- [TASK BRIEF]
Identify every line below that contains the string "surface", and copy each one. Case counts.

- [Position annotation lines]
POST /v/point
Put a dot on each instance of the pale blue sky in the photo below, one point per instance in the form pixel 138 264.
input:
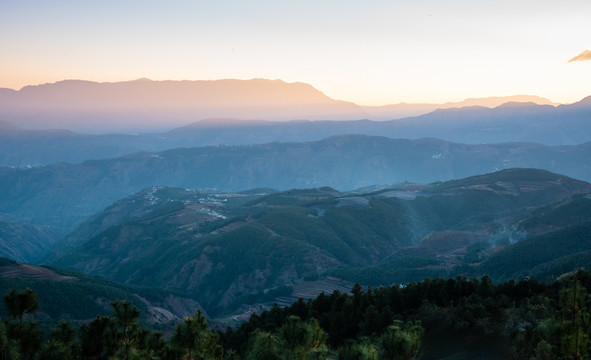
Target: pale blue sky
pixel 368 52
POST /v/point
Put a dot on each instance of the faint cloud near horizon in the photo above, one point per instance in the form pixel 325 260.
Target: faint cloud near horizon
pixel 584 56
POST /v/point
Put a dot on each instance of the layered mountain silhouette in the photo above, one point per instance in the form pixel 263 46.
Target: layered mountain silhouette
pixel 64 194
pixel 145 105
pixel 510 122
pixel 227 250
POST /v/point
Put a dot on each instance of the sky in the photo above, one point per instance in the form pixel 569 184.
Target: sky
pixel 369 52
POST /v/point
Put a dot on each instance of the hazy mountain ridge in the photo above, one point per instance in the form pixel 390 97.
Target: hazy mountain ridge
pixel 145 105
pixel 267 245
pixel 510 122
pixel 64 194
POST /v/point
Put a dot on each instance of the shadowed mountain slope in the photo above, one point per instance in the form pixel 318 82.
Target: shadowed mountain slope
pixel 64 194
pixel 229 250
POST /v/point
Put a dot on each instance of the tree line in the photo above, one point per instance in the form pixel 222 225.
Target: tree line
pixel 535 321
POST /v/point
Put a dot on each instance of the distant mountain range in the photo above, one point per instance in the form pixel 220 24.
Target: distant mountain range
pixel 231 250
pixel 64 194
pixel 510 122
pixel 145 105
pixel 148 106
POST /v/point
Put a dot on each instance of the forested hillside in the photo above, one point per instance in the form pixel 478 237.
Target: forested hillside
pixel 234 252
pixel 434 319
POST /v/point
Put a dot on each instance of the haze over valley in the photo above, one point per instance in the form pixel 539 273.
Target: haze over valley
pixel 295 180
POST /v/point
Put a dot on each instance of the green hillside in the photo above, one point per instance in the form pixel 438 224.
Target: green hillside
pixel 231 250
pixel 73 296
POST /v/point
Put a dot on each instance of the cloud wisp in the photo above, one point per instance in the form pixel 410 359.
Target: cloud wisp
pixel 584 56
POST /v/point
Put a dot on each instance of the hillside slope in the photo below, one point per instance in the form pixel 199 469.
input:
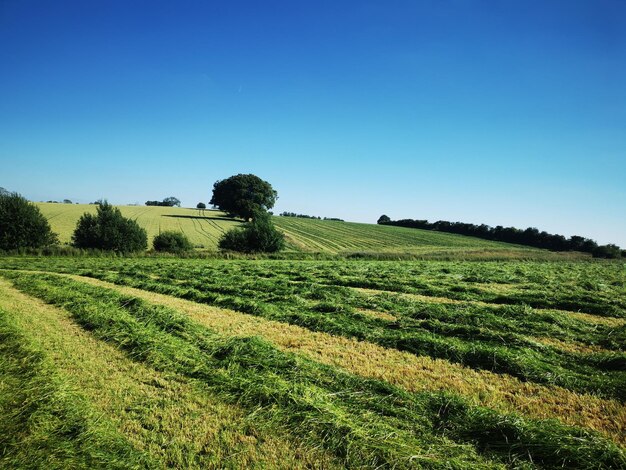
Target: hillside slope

--

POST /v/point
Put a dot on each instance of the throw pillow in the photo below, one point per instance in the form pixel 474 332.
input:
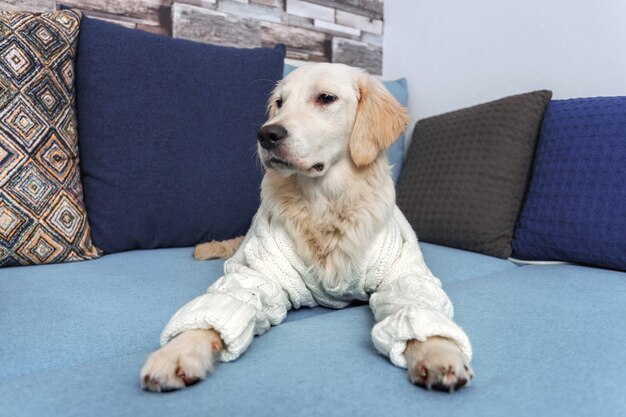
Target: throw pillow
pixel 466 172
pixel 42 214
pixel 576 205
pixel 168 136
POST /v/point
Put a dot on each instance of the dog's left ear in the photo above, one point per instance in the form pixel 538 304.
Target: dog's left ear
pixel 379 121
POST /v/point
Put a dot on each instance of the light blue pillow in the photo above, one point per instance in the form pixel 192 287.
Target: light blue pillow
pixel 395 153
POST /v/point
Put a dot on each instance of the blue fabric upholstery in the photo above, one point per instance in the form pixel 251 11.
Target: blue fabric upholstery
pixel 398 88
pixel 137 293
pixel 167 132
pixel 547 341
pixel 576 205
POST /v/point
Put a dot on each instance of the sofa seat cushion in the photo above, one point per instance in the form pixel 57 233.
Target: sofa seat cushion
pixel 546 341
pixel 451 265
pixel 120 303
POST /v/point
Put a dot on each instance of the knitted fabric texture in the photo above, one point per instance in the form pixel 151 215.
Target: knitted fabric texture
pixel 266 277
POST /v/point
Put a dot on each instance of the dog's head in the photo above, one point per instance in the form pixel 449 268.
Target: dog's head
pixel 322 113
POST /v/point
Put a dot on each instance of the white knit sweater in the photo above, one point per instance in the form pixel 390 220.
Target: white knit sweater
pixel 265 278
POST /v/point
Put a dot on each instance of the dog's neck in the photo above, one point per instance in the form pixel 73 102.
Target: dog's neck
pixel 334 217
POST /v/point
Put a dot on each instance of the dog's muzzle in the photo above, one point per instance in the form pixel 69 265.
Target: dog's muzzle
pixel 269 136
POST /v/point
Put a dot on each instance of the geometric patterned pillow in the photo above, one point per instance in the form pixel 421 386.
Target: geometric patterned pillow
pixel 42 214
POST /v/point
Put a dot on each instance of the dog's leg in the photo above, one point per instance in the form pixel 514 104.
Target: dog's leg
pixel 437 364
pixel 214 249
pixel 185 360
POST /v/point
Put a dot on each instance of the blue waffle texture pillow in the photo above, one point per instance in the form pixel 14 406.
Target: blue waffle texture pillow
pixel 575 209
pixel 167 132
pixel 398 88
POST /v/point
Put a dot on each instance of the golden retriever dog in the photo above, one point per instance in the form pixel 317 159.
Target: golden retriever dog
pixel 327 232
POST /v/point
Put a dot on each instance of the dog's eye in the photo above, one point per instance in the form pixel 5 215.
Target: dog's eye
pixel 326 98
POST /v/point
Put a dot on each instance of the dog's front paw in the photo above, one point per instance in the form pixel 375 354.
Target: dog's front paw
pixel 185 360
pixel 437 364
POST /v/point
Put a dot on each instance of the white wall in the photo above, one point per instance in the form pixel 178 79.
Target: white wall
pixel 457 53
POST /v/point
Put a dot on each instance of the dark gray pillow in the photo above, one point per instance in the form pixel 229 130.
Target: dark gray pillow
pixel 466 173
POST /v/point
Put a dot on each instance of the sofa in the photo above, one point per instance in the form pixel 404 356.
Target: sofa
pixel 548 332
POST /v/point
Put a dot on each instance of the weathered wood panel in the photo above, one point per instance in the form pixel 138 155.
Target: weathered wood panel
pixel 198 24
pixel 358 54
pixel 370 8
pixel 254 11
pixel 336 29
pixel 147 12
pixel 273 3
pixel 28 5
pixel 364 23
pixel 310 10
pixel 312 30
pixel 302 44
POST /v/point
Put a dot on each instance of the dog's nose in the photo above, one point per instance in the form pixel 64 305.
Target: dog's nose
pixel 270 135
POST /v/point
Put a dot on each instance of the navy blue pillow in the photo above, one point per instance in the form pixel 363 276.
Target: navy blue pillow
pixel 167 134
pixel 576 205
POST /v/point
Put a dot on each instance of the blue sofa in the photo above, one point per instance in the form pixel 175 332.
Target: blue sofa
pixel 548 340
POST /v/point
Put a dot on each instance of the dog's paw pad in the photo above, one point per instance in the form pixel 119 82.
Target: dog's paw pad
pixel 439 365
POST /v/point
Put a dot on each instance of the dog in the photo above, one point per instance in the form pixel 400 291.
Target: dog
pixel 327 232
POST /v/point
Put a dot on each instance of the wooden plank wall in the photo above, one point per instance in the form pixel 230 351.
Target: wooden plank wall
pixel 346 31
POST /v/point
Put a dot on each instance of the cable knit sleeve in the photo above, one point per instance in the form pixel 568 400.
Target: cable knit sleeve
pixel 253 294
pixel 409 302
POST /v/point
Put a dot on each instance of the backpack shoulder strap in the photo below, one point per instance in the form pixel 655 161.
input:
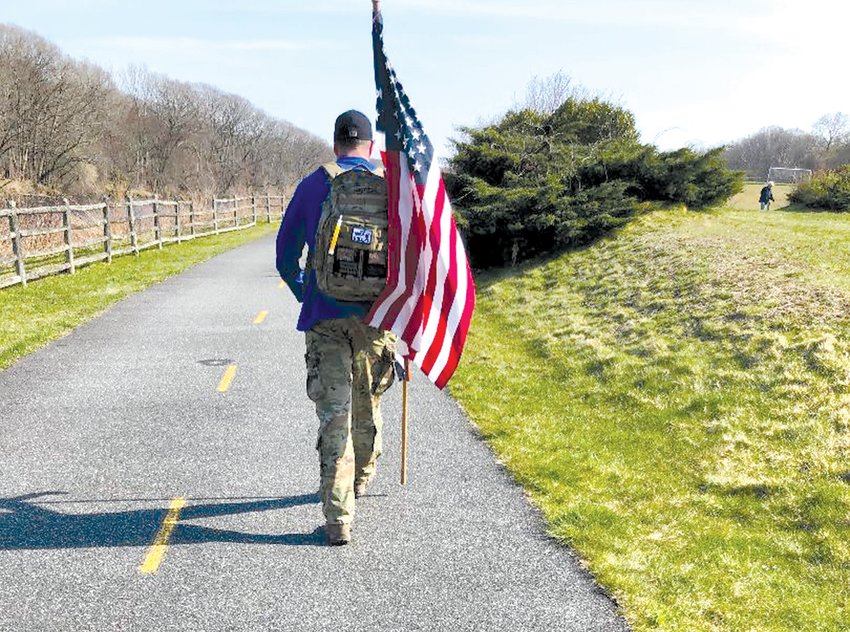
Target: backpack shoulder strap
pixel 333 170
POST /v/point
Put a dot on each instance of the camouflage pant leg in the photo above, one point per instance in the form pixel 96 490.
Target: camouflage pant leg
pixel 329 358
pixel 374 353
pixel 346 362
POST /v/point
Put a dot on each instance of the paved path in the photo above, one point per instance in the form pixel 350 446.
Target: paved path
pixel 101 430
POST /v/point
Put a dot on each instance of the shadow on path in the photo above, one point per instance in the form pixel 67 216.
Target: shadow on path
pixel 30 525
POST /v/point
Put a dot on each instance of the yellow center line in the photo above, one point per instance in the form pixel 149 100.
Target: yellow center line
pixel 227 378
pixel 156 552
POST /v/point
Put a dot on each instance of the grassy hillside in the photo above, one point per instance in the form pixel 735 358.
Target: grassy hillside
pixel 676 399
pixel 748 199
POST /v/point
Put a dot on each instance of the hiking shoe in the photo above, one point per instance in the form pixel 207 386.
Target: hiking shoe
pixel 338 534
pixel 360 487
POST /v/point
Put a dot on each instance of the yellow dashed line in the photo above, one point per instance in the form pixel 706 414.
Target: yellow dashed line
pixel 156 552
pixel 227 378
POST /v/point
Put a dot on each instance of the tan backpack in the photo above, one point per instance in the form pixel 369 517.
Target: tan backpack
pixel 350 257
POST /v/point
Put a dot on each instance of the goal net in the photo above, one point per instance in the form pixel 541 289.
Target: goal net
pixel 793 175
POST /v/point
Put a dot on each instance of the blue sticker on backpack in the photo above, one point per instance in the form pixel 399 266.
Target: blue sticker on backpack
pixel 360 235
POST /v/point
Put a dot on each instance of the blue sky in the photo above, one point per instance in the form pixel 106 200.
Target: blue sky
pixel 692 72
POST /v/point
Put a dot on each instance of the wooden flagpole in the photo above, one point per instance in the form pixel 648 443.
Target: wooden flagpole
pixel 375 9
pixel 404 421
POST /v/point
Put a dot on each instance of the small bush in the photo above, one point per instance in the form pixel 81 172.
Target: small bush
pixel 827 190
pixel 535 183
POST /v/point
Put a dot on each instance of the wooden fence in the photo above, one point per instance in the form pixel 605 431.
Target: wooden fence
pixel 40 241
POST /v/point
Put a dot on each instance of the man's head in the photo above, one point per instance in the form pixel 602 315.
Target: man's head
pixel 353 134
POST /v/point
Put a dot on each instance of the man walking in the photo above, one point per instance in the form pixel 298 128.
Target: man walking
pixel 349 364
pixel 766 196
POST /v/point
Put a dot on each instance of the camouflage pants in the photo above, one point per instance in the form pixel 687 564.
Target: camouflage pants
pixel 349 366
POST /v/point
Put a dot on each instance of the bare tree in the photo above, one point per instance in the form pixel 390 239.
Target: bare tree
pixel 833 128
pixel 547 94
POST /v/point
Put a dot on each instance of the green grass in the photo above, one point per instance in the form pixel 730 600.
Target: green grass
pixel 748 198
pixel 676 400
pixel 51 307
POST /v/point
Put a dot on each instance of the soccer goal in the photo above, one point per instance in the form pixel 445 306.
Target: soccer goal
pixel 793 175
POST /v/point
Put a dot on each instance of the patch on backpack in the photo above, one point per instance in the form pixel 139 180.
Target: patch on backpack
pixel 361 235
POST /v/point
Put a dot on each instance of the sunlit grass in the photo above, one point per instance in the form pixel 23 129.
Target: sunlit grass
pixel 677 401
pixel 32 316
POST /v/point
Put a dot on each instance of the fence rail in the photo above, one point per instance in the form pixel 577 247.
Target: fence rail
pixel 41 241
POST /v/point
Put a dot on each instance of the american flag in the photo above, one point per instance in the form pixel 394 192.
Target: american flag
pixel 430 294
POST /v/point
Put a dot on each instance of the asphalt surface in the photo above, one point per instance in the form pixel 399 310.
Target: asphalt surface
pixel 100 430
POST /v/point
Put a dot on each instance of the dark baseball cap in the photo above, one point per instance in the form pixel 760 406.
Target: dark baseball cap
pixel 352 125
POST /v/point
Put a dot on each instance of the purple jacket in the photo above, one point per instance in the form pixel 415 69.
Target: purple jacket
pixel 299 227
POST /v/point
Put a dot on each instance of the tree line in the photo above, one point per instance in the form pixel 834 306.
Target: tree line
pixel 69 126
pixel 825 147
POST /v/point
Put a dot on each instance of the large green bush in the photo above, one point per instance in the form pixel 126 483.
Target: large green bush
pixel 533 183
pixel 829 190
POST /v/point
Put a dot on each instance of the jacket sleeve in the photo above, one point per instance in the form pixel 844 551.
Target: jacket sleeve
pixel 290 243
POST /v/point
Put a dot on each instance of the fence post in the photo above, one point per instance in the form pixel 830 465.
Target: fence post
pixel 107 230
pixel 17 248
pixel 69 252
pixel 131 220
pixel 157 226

- [CORRECT RESULT]
Put a dot on each instance of the asphalt surface in the photo above, one point per instance in the form pixel 399 310.
Target: asphalt surface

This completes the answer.